PASSAGE:
The accuracies of all of the models are shown in
Figure 1. Following the normalization of all features, the SVM model achieved the largest accuracy value (0.872) of all of the models, followed by the LR, RF, KNN, and DT models. There were no significant differences between the SVM model and LR prediction model (
p = 0.174). However, the
p values between the SVM or LR model, and all other models were less than 0.003.
Similarly, following the training of each model with the training dataset, the SVM and LR models had the best accuracy when analyzing the test dataset. On the other hand, the DT model has the lowest accuracy compared to other models (
Table 3).
The area under ROC curve (AUC) for all of the prediction models is summarized in
Figure 2. The LR model had the highest area under ROC curve of all of the prediction models. The LR model (AUC = 0.718, 95% CI = 0.688–0.748) was significantly different to all of the other prediction models except the RF model (AUC = 0.684, 95% CI = 0.652–0.714) using the standard 95% confidence interval criteria.
4. Discussion
Accumulating epidemiological and experimental studies have provided strong evidence that lead, mercury, or cadmium exposure can affect lipid metabolism, including the disturbance of total cholesterol levels [
24,
25,
26]. Recently, based on the US National Health and Nutrition Examination Survey (NHANES) 2009–2012, higher levels of lead, mercury, and cadmium detected in the blood were reported to be associated with increased levels of total cholesterol [
27]. This study was carried out to investigate the relative performance of various ML classification methods for predicting HC associated with exposure to metals. To the best of our knowledge, this is the first study to compare the performance of various ML models in terms of predicting HC using data from a nationally representative survey.
In the current study, we presented an empirical comparison of five different techniques for estimating the risk of HC using KNHANES data on 10,089 participants. The LR, RF, and SVM outperformed the DT and KNN techniques, achieving overall accuracies of >0.86 and area under the AUC of >0.60. The results of our study show that complex ML models, such as SVM, tend to outperform simpler models such as DT when predicting HC associated with exposure to heavy metals. As KNN is a non-linear classifier, it tends to perform better with many data points. Therefore, effective feature selection may improve the performance of the KNN classifier [
28].

[Data extracted from a collection]
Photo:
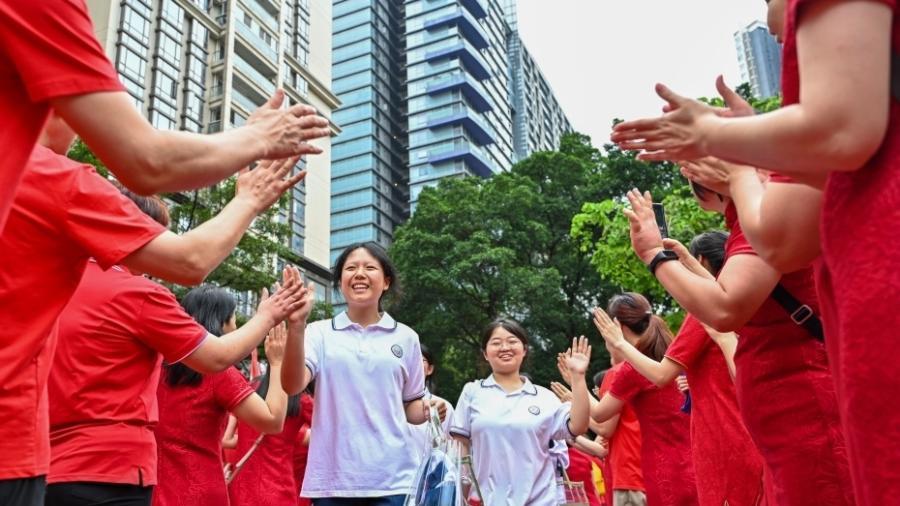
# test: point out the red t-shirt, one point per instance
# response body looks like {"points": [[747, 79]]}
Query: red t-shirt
{"points": [[268, 475], [64, 213], [192, 422], [727, 465], [625, 445], [665, 438], [113, 336], [47, 51]]}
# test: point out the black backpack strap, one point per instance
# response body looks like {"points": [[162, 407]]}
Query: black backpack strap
{"points": [[800, 313]]}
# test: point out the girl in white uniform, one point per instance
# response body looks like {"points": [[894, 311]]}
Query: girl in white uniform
{"points": [[508, 423], [369, 386]]}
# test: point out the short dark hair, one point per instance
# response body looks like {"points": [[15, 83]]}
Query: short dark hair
{"points": [[387, 266], [211, 307], [509, 325], [151, 205], [711, 246]]}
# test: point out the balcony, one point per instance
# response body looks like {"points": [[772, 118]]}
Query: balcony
{"points": [[472, 90], [468, 55], [255, 41], [471, 155], [476, 7], [478, 130], [253, 76], [468, 26]]}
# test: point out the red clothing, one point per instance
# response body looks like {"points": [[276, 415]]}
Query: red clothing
{"points": [[783, 377], [665, 438], [727, 465], [192, 422], [858, 282], [267, 476], [111, 336], [580, 470], [625, 444], [301, 451], [64, 213], [47, 51]]}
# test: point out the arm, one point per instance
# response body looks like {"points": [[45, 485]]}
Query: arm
{"points": [[268, 415], [659, 373], [844, 51], [727, 302], [187, 259], [216, 355], [295, 375], [229, 439], [152, 161]]}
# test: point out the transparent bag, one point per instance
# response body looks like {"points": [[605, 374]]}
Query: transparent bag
{"points": [[445, 477]]}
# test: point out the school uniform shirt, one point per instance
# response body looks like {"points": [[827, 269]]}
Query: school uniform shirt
{"points": [[47, 50], [113, 336], [510, 435], [421, 434], [364, 377], [64, 214]]}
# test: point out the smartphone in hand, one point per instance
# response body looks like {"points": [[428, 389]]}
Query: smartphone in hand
{"points": [[660, 213]]}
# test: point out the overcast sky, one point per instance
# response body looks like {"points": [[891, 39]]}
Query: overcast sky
{"points": [[603, 57]]}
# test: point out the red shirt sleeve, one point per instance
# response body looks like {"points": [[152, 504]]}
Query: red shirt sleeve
{"points": [[52, 45], [104, 222], [628, 383], [230, 388], [163, 325], [690, 343]]}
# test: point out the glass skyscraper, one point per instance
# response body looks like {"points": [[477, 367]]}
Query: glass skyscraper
{"points": [[759, 57], [429, 89]]}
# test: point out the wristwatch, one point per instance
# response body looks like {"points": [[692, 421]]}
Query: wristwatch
{"points": [[663, 256]]}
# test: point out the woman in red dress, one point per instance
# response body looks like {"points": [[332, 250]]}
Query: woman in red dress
{"points": [[267, 476], [665, 430], [193, 409], [728, 467], [840, 125]]}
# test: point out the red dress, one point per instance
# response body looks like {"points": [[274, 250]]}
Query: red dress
{"points": [[858, 281], [301, 451], [268, 475], [727, 465], [786, 394], [665, 438], [192, 422]]}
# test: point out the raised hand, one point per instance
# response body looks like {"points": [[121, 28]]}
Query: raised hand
{"points": [[686, 259], [578, 356], [285, 132], [646, 240], [286, 299], [275, 342], [265, 184], [561, 391], [679, 134], [608, 328]]}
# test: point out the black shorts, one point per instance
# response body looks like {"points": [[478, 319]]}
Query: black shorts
{"points": [[83, 493], [23, 491]]}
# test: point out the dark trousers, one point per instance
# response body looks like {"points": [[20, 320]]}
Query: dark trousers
{"points": [[83, 493], [391, 500], [23, 491]]}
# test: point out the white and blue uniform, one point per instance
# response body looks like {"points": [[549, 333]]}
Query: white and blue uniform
{"points": [[510, 438], [364, 376]]}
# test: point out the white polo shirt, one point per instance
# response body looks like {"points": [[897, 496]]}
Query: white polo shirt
{"points": [[421, 434], [510, 438], [363, 379]]}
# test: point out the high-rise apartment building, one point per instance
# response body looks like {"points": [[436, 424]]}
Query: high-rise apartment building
{"points": [[205, 65], [759, 57], [429, 89]]}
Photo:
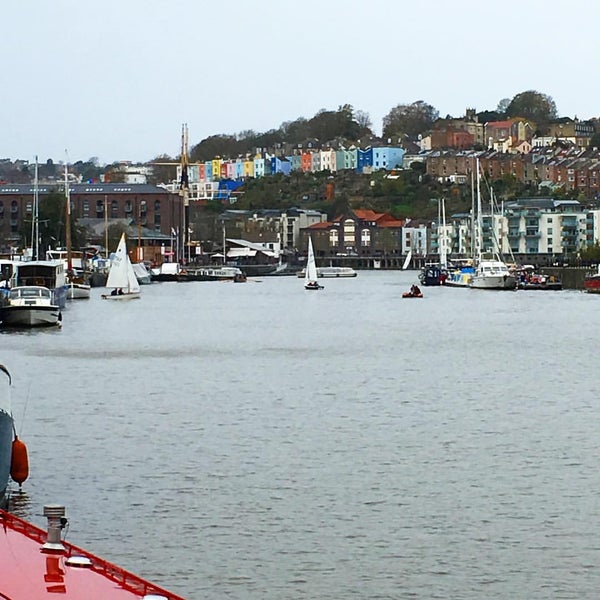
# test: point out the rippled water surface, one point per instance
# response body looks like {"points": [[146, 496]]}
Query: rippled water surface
{"points": [[258, 441]]}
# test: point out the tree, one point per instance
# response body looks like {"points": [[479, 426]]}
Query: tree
{"points": [[533, 105], [410, 119], [595, 140], [164, 170]]}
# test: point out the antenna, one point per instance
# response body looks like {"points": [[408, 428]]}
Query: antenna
{"points": [[184, 185]]}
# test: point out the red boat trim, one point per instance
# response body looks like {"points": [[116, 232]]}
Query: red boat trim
{"points": [[45, 574]]}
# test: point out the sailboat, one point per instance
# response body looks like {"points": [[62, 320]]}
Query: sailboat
{"points": [[491, 272], [121, 277], [310, 275], [77, 288]]}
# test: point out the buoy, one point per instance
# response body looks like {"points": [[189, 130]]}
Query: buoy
{"points": [[19, 462]]}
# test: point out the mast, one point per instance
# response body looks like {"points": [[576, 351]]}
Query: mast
{"points": [[473, 210], [139, 252], [479, 223], [35, 246], [184, 190], [68, 221]]}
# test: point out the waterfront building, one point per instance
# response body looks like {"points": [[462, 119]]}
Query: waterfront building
{"points": [[150, 206], [356, 233]]}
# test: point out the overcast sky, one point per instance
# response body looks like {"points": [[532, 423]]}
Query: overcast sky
{"points": [[116, 79]]}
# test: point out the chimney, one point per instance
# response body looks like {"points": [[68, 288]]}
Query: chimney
{"points": [[55, 513]]}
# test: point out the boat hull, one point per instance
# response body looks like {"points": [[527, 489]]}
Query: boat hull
{"points": [[124, 296], [542, 286], [30, 316]]}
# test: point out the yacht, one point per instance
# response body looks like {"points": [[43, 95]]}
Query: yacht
{"points": [[30, 306]]}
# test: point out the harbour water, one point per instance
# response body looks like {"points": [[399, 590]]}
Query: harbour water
{"points": [[257, 441]]}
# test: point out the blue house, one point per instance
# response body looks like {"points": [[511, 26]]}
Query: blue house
{"points": [[364, 160], [387, 158]]}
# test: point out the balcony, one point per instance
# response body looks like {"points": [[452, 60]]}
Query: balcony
{"points": [[570, 221], [535, 233]]}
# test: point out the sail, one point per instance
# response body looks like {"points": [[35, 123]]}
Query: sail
{"points": [[311, 267], [121, 273]]}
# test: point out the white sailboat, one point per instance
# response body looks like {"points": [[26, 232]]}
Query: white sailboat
{"points": [[77, 288], [121, 277], [310, 275]]}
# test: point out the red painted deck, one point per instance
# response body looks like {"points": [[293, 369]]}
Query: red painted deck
{"points": [[27, 573]]}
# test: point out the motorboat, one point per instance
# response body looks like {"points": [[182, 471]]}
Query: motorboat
{"points": [[37, 564], [219, 273], [142, 274], [331, 272], [50, 274], [166, 272], [491, 273], [30, 306]]}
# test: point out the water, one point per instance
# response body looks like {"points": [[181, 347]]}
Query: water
{"points": [[258, 441]]}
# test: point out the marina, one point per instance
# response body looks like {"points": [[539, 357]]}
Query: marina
{"points": [[230, 473]]}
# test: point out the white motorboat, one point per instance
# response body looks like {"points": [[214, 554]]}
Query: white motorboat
{"points": [[331, 272], [30, 306], [77, 290], [310, 277], [144, 276], [50, 274], [491, 273]]}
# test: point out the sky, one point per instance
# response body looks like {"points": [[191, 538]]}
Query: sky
{"points": [[115, 80]]}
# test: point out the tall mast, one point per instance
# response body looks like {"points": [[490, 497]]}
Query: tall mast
{"points": [[68, 221], [35, 246], [184, 190]]}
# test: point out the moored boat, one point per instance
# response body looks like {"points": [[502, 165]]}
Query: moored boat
{"points": [[50, 274], [591, 282], [414, 292], [528, 279], [331, 272], [142, 274], [6, 432], [310, 275], [166, 272], [432, 275], [14, 463], [36, 564], [121, 278]]}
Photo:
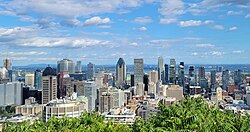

WORK ORDER: Rewrite the paragraph beginning "In the current study" from the hypercholesterolemia passage above as a bulleted list that keeps its main facts.

OUTPUT FOR THIS TASK:
- Five techniques for estimating HC risk were compared using KNHANES data on 10,089 participants.
- LR, RF, and SVM outperformed DT and KNN, with overall accuracies above 0.86 and AUC above 0.60.
- Complex ML models such as SVM tend to outperform simpler models such as DT when predicting HC associated with heavy metal exposure.
- KNN is a non-linear classifier and tends to perform better with many data points.
- Effective feature selection may improve the performance of the KNN classifier.